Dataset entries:
*** Block opens ***

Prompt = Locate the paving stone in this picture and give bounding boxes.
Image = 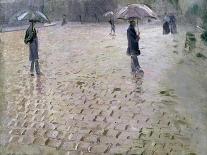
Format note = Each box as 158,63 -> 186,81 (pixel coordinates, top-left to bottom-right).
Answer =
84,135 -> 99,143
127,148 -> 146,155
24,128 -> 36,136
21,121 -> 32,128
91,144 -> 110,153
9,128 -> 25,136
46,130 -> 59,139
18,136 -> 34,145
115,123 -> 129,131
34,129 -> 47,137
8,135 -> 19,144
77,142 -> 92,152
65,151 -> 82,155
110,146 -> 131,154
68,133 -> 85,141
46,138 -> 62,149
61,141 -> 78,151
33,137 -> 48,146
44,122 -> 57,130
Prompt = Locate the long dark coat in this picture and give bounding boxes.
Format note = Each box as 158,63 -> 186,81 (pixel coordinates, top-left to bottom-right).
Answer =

*** Block closes ***
*** Block opens ***

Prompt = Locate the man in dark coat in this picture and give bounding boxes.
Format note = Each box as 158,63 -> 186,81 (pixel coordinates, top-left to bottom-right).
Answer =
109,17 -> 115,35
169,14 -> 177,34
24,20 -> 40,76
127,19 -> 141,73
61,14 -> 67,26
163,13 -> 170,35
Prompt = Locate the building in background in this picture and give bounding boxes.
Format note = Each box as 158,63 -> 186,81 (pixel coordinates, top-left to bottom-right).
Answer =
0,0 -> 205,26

*** Block closes ***
*** Block opens ***

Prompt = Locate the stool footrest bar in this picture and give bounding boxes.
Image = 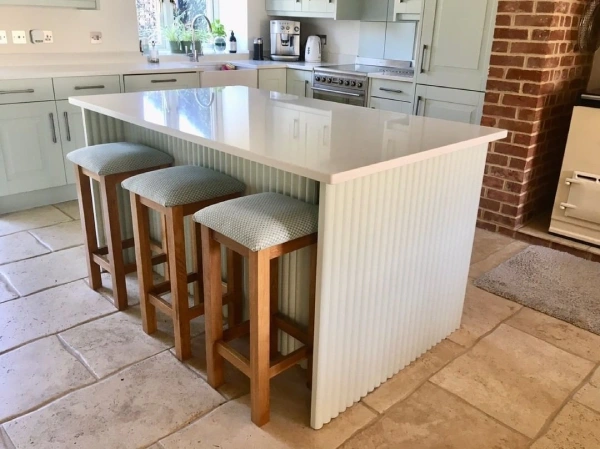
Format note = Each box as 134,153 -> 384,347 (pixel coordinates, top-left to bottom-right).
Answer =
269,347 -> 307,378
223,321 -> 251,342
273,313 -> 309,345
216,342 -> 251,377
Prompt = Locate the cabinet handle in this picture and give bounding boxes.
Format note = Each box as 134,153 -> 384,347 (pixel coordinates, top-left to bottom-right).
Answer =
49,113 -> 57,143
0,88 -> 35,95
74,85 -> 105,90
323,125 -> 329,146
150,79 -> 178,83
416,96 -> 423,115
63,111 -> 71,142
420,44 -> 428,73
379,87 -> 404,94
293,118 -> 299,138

*** Block closes ***

Prompt:
The answer consists of the lines above that include the word "this", each copied exactly.

Task result:
Prompt = Locate the paving stone in this picture and give bounding boxes.
Prompt = Locate the long dark coat in this picture and give bounding boxes.
Prompt = Locate the man in dark coat in this picture and give bounding boxes.
Prompt = Locate the building in background in this picture and give bounding boxes.
Prompt = Locate the stool footrest bar in this picture and give bounding boxes.
Prompt = Locate the cabinet handle in this picture and give bounding boxes.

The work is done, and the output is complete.